- Supplied text
Fourth, high schools have historically been under funded by the federal 
government and have faced particular challenges for reform, yet those that have stressed 
the rigor and relevance of their course offerings, and those that have offered more 
personalized organizational structures that have enhanced the relationships within them 
appear to be directly linked to improved career and postsecondary outcomes. Further, 
various interventions have highlighted the importance of providing low-income and first- 
generation college students basic information concerning the costs of college and the 
procedures for application. These interventions, when carried out through cost-effective 
strategies, can show promise in helping students access postsecondary opportunities and 
in making successful transitions to college. Along with these specific programmatic 




57 



recommendations, I suggest that high schools also become more accountable and more 
data-based institutions. Prior federal mandates through NCLB have placed accountability 
front and center in grades 3 through 8, but beyond middle school there are few consistent 
indicators of students’ and schools’ progress. Greater accountability would help high 
schools monitor student progress and would place more reliable measures in the hands of 
policymakers so they can make difficult decisions regarding improving their course 
offerings and organizational effectiveness. If there are to be stronger linkages between 
America’s schools and the workplace, then greater investments are needed within our 
country’s high schools in terms of both their programmatic offerings and their 
accountability for student learning. 

Finally, better evidence is needed to provide both summative and formative 
appraisals of current and future national efforts to scale up reform in high-poverty 
elementary and secondary schools. There are models that have been well researched and 
have shown that they are effective in improving student achievement across reasonably 
diverse contexts. These models certainly deserve continued dissemination and federal 
support through Title I and other federal programs. All school reform models — even 
those achieving the highest standard of evidence — would benefit from more federal 
support for the formative and summative evaluations that are necessary to establish even 
more definitively what works, where, when, and how.

- Activity
Do statements (a), (b) and (c) agree with the passage on high school reform? Answer each with yes or no, and quote the words of the passage that decide it.
(a) Federal mandates through NCLB put accountability at the center in grades 3 through 8.
(b) High schools have historically been well funded by the federal government.
(c) Only school reform models lacking strong evidence would benefit from more federal support for evaluations.

- Recorded data
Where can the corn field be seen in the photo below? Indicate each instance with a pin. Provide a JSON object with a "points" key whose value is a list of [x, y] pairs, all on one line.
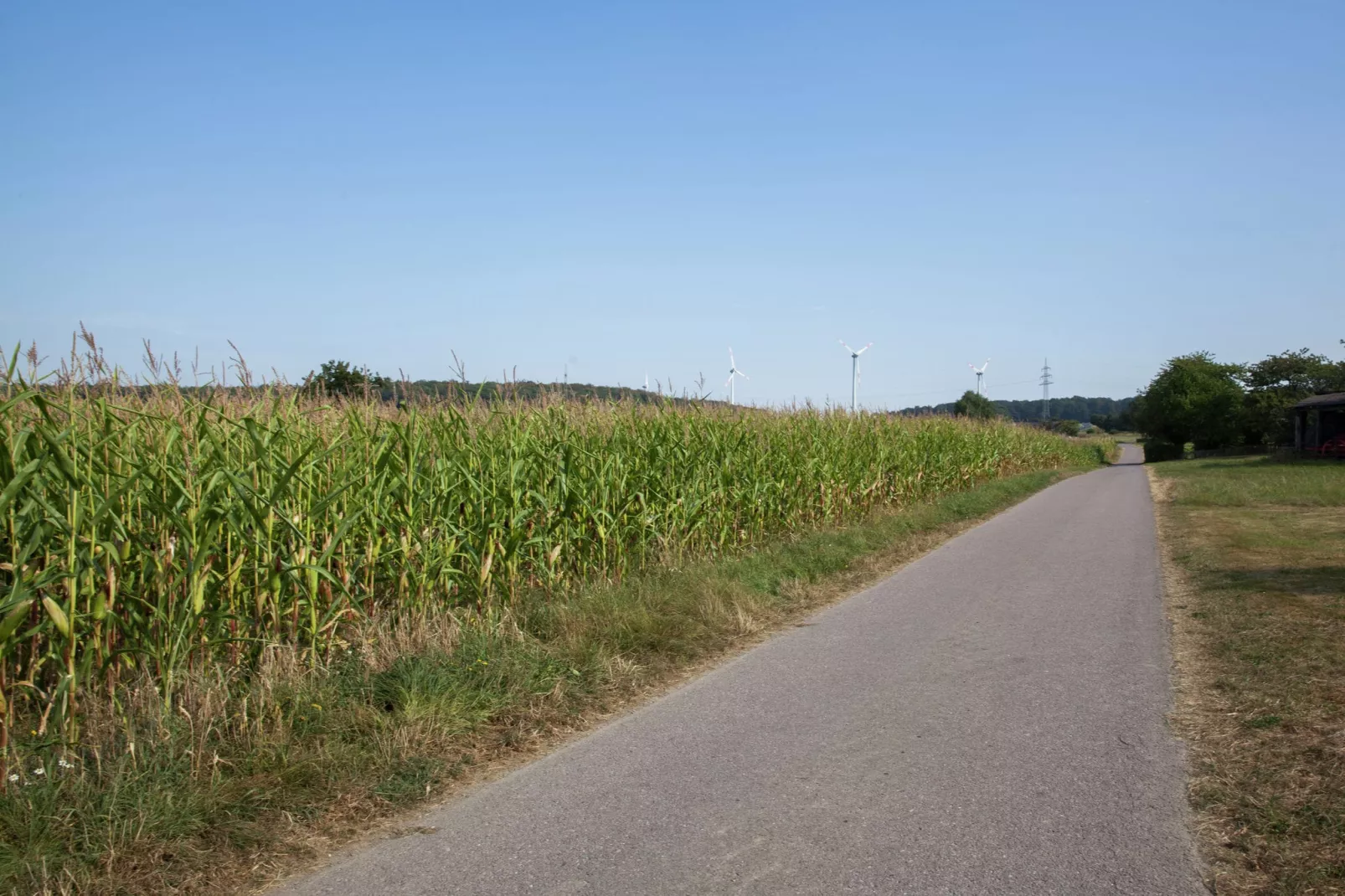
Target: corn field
{"points": [[155, 532]]}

- Result of this task
(a) Yes: "Prior federal mandates through NCLB have placed accountability front and center in grades 3 through 8"
(b) No: "high schools have historically been under funded by the federal government"
(c) No: "All school reform models — even those achieving the highest standard of evidence — would benefit from more federal support for the formative and summative evaluations"